» **DO THIS**: Carry on the passage arguing against a boycott of the ICRS in Indonesia, starting right after its last sentence.

» **READING TEXT**:
The second point is one I would like to make also.  My impression is very different 
from that of Dr. Erdmann:  I think that the international press has been very good 
at distinguishing between the Indonesian people and a few lunatics.  CNN excepted, 
of course.

Ed Colijn writes:

<<<As Dr. Erdmann already pointed out (and knowing the political arena in
Indonesia I agree with him) "the Indonesian military and current
transitional government couldn't give a wrasse's tail about the ICRS"
nor the opinion of international (which includes Indonesian) coral
reseachers. My conclusion is thus that if you like to hurt those
responsible for the East Timor crisis, a boycot of the ICRS is simply
NOT the way to go because you're hurting and, by doing so, blaming the
wrong people! >>

The first part is right; the second does not follow.  Indonesian politics is about 
power; we are witnessing a power struggle.  If a conference is cancelled, no one 
will talk about it (except perhaps to complain about foreigners), but if it goes 
ahead it will be raised as an example of how Indonesia has been able to retain its 
role in the world community.  Like it or not, holding a conference here helps those 
for and against reform; cancelling it hurts both parties.

<<<If you really like to see something change in Indonesia point your
arrows at your governments and tell them you don't accept any renewed
support of the military or lucrative arms deals from your national
military industries as long as human rights are not respected and the
military's involvement in the environmental destruction in Indonesia is
not stopped.>>>

Not likely to be effective.  World military aid to Indonesia was miniscule last 
year.  Anyway, these politics and power struggles are intensely domestic, and the 
participants place international attention a distant second.  Think back to the 
four students killed at Kent State years ago:  did the American military care what 
the Canadian, or Indonesian, governments said?

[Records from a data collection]
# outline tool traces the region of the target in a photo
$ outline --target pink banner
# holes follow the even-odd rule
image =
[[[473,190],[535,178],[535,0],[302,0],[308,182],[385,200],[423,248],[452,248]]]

* * *

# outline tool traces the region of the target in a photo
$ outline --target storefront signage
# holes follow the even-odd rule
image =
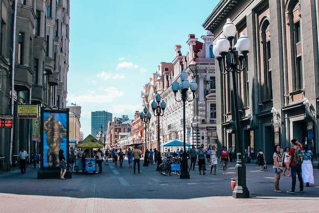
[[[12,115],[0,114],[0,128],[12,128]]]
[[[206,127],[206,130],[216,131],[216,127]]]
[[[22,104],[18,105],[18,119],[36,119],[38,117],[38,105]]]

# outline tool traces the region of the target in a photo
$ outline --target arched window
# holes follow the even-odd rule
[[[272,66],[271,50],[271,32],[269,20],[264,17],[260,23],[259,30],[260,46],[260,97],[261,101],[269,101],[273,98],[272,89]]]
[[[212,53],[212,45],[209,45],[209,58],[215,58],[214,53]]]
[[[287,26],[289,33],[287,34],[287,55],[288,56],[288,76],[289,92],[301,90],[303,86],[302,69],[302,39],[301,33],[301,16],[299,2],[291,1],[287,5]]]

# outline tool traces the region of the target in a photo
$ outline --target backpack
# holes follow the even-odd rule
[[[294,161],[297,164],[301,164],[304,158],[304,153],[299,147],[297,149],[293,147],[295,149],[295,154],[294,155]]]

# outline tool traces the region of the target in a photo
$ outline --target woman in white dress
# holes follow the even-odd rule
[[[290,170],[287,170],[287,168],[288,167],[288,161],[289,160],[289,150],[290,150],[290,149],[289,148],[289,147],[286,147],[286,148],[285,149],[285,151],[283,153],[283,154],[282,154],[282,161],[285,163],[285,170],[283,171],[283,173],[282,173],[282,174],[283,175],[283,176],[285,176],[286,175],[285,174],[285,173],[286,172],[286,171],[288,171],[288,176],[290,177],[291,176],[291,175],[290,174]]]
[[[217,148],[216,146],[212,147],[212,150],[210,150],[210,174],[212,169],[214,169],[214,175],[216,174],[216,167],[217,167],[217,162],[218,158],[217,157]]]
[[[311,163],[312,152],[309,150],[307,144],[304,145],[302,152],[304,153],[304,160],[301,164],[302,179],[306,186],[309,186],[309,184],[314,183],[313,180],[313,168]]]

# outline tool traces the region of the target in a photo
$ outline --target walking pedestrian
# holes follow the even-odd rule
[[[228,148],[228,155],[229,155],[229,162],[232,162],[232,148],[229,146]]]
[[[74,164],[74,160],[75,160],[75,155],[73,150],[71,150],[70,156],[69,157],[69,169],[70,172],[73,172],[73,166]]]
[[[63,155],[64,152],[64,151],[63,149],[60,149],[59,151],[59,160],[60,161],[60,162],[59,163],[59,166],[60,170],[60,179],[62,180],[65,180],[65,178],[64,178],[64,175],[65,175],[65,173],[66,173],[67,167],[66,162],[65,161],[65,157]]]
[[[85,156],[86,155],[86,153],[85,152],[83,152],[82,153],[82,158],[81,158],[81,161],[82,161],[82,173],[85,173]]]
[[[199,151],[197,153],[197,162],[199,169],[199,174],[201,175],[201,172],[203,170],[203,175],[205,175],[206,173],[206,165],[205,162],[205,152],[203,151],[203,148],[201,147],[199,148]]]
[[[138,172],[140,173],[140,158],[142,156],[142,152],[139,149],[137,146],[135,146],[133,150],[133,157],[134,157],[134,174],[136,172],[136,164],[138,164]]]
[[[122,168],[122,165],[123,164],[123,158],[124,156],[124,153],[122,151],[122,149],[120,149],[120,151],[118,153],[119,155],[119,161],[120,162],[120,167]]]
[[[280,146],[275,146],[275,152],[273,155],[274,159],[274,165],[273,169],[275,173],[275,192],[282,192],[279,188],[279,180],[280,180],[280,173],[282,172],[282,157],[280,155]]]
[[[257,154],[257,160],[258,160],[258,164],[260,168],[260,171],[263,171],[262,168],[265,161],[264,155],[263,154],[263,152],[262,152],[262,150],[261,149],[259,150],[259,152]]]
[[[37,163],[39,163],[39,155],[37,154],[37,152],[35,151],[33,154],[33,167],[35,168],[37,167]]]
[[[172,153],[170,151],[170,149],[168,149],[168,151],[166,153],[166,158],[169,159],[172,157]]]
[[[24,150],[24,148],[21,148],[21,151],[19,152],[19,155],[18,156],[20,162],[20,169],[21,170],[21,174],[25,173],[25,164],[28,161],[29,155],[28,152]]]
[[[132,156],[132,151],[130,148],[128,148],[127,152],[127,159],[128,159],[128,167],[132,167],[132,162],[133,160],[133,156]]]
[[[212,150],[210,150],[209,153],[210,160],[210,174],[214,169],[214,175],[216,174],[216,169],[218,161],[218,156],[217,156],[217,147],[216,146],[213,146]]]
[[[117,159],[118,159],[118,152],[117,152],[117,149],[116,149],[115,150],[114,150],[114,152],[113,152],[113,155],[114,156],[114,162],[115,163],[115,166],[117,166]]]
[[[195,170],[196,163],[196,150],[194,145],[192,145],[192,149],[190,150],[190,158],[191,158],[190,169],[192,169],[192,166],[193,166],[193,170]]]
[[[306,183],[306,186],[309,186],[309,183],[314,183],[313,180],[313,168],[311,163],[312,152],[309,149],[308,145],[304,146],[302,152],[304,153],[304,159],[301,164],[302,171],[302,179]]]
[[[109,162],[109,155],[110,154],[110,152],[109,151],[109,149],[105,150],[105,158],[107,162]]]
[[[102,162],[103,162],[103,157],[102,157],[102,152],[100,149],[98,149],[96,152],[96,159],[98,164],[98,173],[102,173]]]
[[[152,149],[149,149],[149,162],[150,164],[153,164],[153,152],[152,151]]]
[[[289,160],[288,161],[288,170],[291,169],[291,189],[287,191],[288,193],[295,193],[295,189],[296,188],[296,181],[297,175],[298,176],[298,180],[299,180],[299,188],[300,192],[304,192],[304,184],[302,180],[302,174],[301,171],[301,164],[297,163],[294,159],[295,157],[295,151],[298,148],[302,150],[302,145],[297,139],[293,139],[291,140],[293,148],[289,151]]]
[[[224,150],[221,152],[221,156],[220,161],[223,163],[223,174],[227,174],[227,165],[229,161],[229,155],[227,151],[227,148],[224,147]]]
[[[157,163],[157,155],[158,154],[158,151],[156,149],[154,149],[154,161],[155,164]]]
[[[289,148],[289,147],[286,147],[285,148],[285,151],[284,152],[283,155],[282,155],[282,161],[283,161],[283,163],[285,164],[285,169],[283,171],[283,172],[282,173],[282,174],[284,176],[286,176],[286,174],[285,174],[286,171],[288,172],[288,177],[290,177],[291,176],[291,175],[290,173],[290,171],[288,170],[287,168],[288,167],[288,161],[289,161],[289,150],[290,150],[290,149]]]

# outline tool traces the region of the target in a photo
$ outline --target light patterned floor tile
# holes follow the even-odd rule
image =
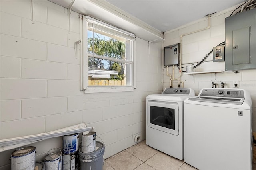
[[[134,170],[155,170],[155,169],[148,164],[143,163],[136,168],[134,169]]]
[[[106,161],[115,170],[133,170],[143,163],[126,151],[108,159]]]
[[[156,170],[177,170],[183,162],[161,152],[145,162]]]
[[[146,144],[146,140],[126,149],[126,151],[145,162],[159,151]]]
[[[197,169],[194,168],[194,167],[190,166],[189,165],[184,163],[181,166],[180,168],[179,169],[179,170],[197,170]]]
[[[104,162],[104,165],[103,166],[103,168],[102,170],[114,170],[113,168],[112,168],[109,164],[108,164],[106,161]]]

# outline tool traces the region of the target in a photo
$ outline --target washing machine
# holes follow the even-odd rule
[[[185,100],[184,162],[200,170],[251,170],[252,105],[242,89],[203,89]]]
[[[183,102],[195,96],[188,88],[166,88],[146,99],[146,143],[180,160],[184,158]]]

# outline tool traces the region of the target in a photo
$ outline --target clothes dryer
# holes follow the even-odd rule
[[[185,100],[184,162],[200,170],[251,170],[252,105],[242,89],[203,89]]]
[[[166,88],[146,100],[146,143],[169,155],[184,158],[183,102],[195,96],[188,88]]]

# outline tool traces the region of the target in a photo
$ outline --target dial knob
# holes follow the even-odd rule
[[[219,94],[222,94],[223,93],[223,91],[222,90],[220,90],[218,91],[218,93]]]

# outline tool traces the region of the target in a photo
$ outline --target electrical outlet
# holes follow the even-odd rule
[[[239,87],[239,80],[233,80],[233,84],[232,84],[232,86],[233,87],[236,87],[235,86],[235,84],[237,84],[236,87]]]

» **OUTPUT OF THE EXERCISE**:
Bob Buddemeir writes:

<<<It is my understanding that in the negotiations for the ICRS, the Indonesian
government (which is now a previous government and will be either one or
two governments further back by late next year) agreed to issue visas to
all legitimate reef scientists -- 'as long as they aren't involved in
politics.'  It is a matter of experience that at least one prominent
reef scientist has been denied entry to the country in far more peacable
and stable times.  Just what do we think the odds are that the
Indonesian government will issue visas to all of those reef scientists
who have been calling on their own governments not to support the
Indonesian government?  Politics, indeed.  Indonesia has treated visas
as it has elections --a privilege to be granted as a tool of the
government rather than a right.>>>

This actually highlights a significant change in Indonesia, which many of us living 
here tend to forget about.  There really has been a difference in the way issues 
such as press freedom, elections and visas are treated.  Two years ago I would have 
agreed with the above statements, but now I think those days have passed.  I would 
not worry overly about visas any more.  Of course, if things really take a turn for 
the worse over East Timor and xenophobic nationalism surges, all bets are off ;-).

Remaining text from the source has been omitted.